Segment Open
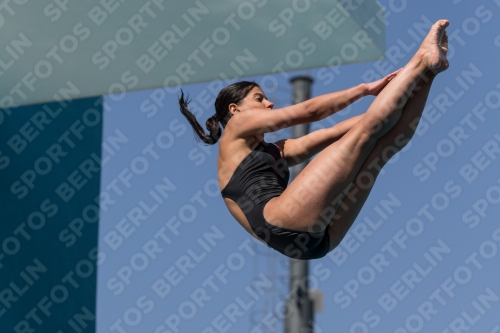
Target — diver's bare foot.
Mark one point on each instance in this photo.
(435, 46)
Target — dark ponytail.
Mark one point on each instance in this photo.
(212, 123)
(233, 93)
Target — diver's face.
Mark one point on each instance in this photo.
(255, 99)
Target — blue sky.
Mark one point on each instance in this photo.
(424, 257)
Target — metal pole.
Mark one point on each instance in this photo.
(300, 314)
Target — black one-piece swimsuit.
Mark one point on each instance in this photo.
(261, 176)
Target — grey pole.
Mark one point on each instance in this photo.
(299, 317)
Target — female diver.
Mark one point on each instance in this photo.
(309, 217)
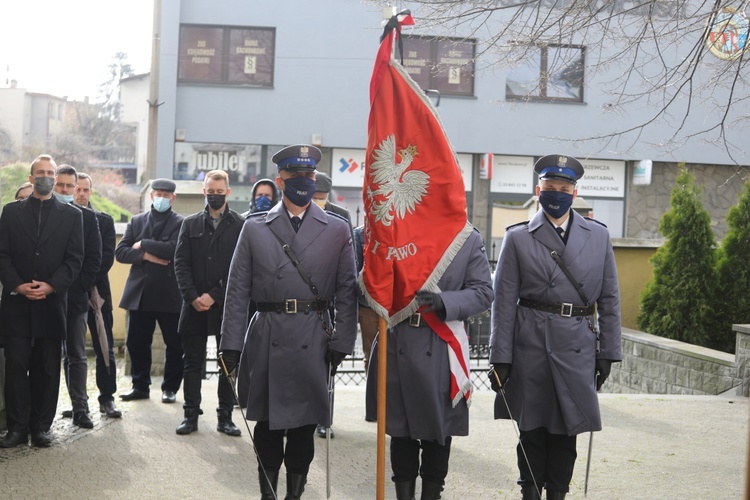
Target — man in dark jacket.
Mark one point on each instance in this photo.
(41, 252)
(106, 376)
(151, 293)
(204, 251)
(74, 348)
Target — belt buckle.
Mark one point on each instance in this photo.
(290, 306)
(415, 320)
(566, 309)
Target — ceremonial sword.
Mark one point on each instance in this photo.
(518, 434)
(328, 430)
(237, 400)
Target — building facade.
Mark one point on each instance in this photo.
(237, 81)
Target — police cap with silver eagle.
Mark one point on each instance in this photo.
(297, 158)
(167, 185)
(559, 167)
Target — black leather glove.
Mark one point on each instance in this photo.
(503, 373)
(334, 359)
(603, 367)
(433, 302)
(231, 360)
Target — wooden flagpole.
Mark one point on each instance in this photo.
(382, 372)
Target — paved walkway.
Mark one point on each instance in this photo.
(652, 447)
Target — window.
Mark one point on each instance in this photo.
(442, 64)
(226, 55)
(548, 73)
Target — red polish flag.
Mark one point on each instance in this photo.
(414, 197)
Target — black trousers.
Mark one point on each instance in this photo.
(552, 458)
(296, 456)
(405, 459)
(106, 378)
(32, 382)
(141, 327)
(194, 347)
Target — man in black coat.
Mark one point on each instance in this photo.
(151, 294)
(41, 252)
(74, 348)
(204, 252)
(106, 376)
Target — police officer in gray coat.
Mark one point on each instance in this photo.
(550, 349)
(286, 351)
(420, 414)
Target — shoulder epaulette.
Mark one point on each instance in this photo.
(524, 223)
(594, 220)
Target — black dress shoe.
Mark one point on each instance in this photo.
(110, 410)
(321, 431)
(41, 438)
(168, 397)
(133, 395)
(82, 420)
(13, 439)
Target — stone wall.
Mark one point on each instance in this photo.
(645, 205)
(657, 365)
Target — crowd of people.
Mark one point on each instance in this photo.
(277, 287)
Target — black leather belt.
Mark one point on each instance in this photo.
(565, 309)
(415, 320)
(293, 306)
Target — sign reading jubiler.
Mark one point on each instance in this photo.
(727, 36)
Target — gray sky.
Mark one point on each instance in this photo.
(64, 47)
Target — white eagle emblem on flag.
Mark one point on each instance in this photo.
(402, 190)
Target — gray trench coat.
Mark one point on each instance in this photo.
(552, 377)
(283, 375)
(418, 403)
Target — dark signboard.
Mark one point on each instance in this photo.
(443, 64)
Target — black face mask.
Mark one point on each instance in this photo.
(216, 201)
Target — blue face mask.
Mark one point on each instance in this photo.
(262, 203)
(555, 203)
(65, 198)
(299, 190)
(161, 204)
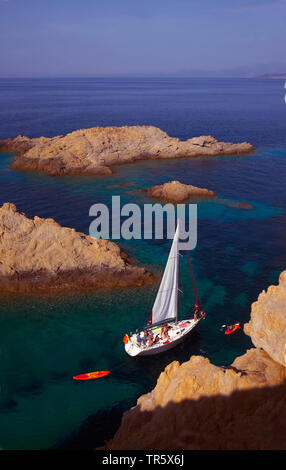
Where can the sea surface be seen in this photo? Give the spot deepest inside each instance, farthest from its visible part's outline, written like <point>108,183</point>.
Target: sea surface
<point>44,341</point>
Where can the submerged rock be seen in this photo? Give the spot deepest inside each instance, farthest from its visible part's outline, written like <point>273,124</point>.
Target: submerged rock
<point>177,192</point>
<point>39,254</point>
<point>95,150</point>
<point>267,325</point>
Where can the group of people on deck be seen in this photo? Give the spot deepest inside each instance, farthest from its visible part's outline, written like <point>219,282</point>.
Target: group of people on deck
<point>149,339</point>
<point>198,312</point>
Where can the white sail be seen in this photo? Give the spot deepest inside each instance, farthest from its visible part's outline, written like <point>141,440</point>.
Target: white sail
<point>165,305</point>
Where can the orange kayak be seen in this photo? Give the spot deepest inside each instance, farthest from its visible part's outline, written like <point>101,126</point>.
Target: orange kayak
<point>231,328</point>
<point>92,375</point>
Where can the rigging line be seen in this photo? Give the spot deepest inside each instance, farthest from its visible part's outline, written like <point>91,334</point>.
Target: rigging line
<point>193,281</point>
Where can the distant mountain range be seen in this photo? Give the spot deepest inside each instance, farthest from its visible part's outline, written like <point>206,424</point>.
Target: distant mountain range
<point>270,70</point>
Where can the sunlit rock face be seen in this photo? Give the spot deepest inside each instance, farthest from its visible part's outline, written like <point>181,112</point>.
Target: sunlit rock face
<point>95,150</point>
<point>39,254</point>
<point>197,405</point>
<point>267,325</point>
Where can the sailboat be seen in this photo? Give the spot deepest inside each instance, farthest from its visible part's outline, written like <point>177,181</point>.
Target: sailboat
<point>164,331</point>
Segment Closed
Each line of the entries above that contains "coat" is to be copied.

Target — man in black coat.
Target — police officer in gray coat.
Target — gray trench coat.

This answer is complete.